* YOUR ASSIGNMENT: Copy the data below verbatim, line for line, and omit the pictures from your copy.

* RECORDS PROVIDED:
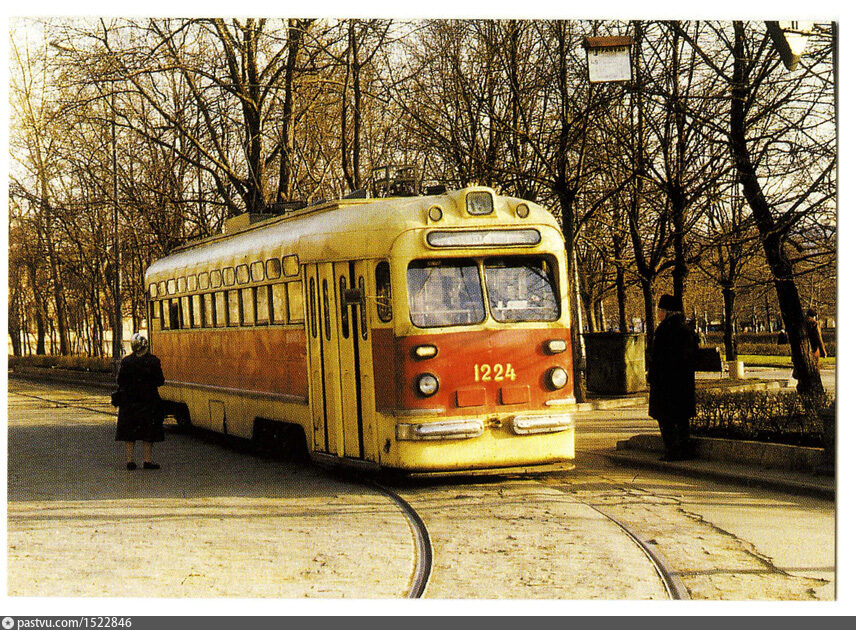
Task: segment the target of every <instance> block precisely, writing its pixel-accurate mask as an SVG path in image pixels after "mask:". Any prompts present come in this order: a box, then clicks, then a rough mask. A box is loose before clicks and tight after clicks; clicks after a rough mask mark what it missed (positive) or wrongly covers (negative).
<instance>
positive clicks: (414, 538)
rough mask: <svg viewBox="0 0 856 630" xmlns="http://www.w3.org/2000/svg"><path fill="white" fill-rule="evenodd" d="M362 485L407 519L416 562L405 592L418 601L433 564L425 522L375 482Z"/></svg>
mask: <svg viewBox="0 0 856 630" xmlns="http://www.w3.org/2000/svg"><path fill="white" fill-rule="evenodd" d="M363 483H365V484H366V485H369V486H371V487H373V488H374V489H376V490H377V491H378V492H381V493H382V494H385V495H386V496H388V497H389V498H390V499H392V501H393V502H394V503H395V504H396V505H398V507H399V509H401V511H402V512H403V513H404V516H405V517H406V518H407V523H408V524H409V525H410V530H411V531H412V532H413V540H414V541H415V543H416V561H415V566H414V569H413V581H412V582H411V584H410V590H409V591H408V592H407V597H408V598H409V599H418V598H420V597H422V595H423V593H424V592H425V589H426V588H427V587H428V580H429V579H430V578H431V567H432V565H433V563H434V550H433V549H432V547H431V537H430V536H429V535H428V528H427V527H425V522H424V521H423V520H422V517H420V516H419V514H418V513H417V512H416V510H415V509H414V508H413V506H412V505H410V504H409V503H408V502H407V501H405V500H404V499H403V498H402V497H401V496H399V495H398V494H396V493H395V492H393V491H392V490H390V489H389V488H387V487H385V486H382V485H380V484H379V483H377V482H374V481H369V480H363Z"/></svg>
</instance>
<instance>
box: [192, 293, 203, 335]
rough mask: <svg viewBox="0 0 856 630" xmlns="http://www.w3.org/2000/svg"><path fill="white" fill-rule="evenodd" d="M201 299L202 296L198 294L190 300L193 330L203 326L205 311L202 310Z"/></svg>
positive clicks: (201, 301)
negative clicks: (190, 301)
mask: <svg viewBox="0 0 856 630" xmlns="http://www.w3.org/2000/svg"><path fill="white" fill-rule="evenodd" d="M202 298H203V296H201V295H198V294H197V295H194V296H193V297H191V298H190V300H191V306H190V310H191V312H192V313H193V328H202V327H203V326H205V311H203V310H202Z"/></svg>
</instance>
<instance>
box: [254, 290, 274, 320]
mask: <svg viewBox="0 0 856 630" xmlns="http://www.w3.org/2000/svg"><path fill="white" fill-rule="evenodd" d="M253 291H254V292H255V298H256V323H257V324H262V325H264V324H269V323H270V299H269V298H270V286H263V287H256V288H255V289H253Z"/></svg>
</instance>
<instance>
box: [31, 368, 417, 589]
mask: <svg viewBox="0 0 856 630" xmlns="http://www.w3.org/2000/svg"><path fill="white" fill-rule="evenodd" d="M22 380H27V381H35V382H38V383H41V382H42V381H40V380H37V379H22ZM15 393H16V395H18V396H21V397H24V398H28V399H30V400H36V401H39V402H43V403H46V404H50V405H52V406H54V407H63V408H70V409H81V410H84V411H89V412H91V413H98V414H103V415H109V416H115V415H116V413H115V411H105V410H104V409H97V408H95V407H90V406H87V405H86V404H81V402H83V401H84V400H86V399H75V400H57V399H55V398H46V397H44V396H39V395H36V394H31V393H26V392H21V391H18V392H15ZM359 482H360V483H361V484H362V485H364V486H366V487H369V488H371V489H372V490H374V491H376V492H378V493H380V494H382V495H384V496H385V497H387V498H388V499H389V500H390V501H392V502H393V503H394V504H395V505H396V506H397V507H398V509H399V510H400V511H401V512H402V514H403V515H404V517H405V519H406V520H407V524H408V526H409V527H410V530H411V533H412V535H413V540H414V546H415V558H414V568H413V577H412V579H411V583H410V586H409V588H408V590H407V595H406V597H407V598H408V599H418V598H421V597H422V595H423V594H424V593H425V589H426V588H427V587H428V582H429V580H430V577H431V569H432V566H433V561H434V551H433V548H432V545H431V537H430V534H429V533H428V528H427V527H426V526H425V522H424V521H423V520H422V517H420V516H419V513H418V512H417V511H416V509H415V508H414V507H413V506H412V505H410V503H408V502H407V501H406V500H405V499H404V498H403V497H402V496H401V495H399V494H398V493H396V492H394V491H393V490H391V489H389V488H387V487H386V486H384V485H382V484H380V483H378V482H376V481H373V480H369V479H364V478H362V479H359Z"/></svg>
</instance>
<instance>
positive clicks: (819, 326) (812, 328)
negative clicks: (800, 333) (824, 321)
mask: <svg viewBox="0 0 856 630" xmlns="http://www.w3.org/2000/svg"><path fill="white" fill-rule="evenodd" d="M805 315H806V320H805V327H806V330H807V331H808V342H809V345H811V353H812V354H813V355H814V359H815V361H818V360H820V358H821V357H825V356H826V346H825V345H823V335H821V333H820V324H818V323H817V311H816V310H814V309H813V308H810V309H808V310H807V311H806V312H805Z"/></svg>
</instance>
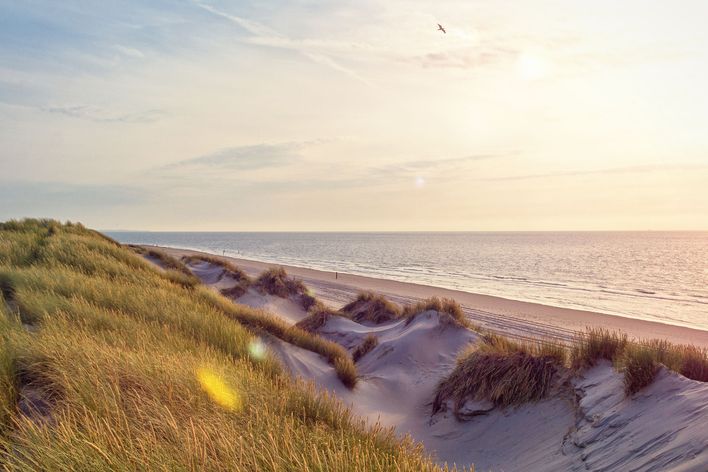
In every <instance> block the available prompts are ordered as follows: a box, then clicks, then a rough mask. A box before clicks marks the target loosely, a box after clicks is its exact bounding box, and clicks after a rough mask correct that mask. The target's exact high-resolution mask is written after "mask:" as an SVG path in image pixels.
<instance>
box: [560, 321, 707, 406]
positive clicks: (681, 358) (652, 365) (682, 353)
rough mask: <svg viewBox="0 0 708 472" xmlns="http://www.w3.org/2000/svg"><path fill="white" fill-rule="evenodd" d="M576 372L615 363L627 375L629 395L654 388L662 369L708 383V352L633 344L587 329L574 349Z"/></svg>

* RESPONSE AREA:
Task: segment the target of every <instance> block precisely, writing its pixel-accurate mask as an SVG path in image pixels after "mask:". Any prompts present come in this order: a box, then clicks, then a rough mask. A box is loose before clicks and tight after clicks; clicks after a rough mask mark what it missed (positive) or wrongly covers (negative).
<instance>
positive clicks: (414, 538)
rough mask: <svg viewBox="0 0 856 630" xmlns="http://www.w3.org/2000/svg"><path fill="white" fill-rule="evenodd" d="M362 485L407 519L416 562L405 592L418 601L433 564L425 522L375 482Z"/></svg>
mask: <svg viewBox="0 0 856 630" xmlns="http://www.w3.org/2000/svg"><path fill="white" fill-rule="evenodd" d="M363 483H365V484H366V485H369V486H371V487H373V488H374V489H376V490H377V491H378V492H381V493H382V494H385V495H386V496H388V497H389V498H390V499H392V501H393V502H394V503H395V504H396V505H398V507H399V509H401V511H402V512H403V513H404V516H405V517H406V518H407V523H408V524H409V525H410V530H411V531H412V532H413V540H414V541H415V543H416V561H415V566H414V569H413V581H412V582H411V584H410V590H409V591H408V592H407V597H408V598H409V599H418V598H420V597H422V595H423V593H424V592H425V589H426V588H427V587H428V580H429V579H430V578H431V567H432V565H433V563H434V550H433V549H432V547H431V537H430V536H429V535H428V528H427V527H425V522H424V521H423V520H422V517H420V516H419V514H418V513H417V512H416V510H415V509H414V508H413V506H412V505H410V504H409V503H408V502H407V501H405V500H404V499H403V498H402V497H401V496H399V495H398V494H396V493H395V492H393V491H392V490H390V489H389V488H387V487H385V486H382V485H380V484H379V483H377V482H374V481H369V480H363Z"/></svg>
</instance>
<instance>
box: [192, 293, 203, 335]
rough mask: <svg viewBox="0 0 856 630" xmlns="http://www.w3.org/2000/svg"><path fill="white" fill-rule="evenodd" d="M201 299L202 296L198 294L190 300L193 330L203 326L205 311L202 310Z"/></svg>
positive clicks: (201, 301)
negative clicks: (190, 301)
mask: <svg viewBox="0 0 856 630" xmlns="http://www.w3.org/2000/svg"><path fill="white" fill-rule="evenodd" d="M202 298H203V296H201V295H198V294H197V295H194V296H193V297H191V298H190V300H191V306H190V310H191V312H192V313H193V328H202V327H203V326H205V311H203V310H202Z"/></svg>
</instance>
<instance>
box: [254, 290, 274, 320]
mask: <svg viewBox="0 0 856 630" xmlns="http://www.w3.org/2000/svg"><path fill="white" fill-rule="evenodd" d="M253 291H254V292H255V298H256V323H257V324H262V325H264V324H269V323H270V299H269V298H270V286H263V287H256V288H255V289H253Z"/></svg>
</instance>
<instance>
box: [31, 368, 417, 589]
mask: <svg viewBox="0 0 856 630" xmlns="http://www.w3.org/2000/svg"><path fill="white" fill-rule="evenodd" d="M22 380H27V381H35V382H38V383H41V382H42V381H40V380H37V379H22ZM15 393H16V395H18V396H21V397H24V398H28V399H30V400H36V401H39V402H43V403H46V404H50V405H52V406H54V407H63V408H70V409H81V410H84V411H89V412H91V413H98V414H103V415H109V416H115V415H116V413H115V411H105V410H104V409H97V408H95V407H90V406H87V405H86V404H81V402H83V401H84V400H86V399H75V400H57V399H55V398H46V397H44V396H39V395H36V394H31V393H26V392H21V391H18V392H15ZM359 482H360V483H361V484H362V485H364V486H366V487H369V488H371V489H372V490H374V491H376V492H378V493H380V494H382V495H384V496H385V497H387V498H388V499H389V500H390V501H392V502H393V503H394V504H395V505H396V506H397V507H398V509H399V510H400V511H401V512H402V514H403V515H404V517H405V519H406V520H407V524H408V526H409V527H410V530H411V533H412V535H413V540H414V546H415V558H414V568H413V577H412V579H411V583H410V586H409V588H408V590H407V595H406V597H407V598H408V599H418V598H421V597H422V595H423V594H424V593H425V589H426V588H427V587H428V582H429V580H430V577H431V569H432V566H433V561H434V551H433V548H432V545H431V537H430V534H429V533H428V528H427V527H426V526H425V522H424V521H423V520H422V517H420V516H419V513H418V512H417V511H416V509H415V508H414V507H413V506H412V505H410V503H408V502H407V501H406V500H405V499H404V498H403V497H402V496H401V495H399V494H398V493H396V492H394V491H393V490H391V489H389V488H387V487H386V486H384V485H382V484H380V483H378V482H376V481H373V480H369V479H364V478H362V479H359Z"/></svg>
</instance>
<instance>
positive clicks: (819, 326) (812, 328)
negative clicks: (800, 333) (824, 321)
mask: <svg viewBox="0 0 856 630" xmlns="http://www.w3.org/2000/svg"><path fill="white" fill-rule="evenodd" d="M805 315H806V320H805V327H806V330H807V331H808V342H809V345H811V353H812V354H813V355H814V359H815V361H818V360H820V358H821V357H825V356H826V346H825V345H823V335H821V333H820V324H818V323H817V311H816V310H814V309H813V308H810V309H808V310H807V311H806V312H805Z"/></svg>
</instance>
In every <instance> block the available prompts are ordered as follows: a box, then clicks, then a rough mask. A box before clicks marks the target loosely, a box after clicks is its exact bounding box, and clicks after a rough mask correct that mask. The target's exact high-resolution mask is written after "mask:" as an SVG path in image pixels.
<instance>
box: [560, 321, 707, 406]
positive clicks: (681, 358) (652, 365) (682, 353)
rough mask: <svg viewBox="0 0 708 472" xmlns="http://www.w3.org/2000/svg"><path fill="white" fill-rule="evenodd" d="M576 372L615 363L627 375L629 395L654 388L662 369L708 383V352L633 344L587 329L574 349Z"/></svg>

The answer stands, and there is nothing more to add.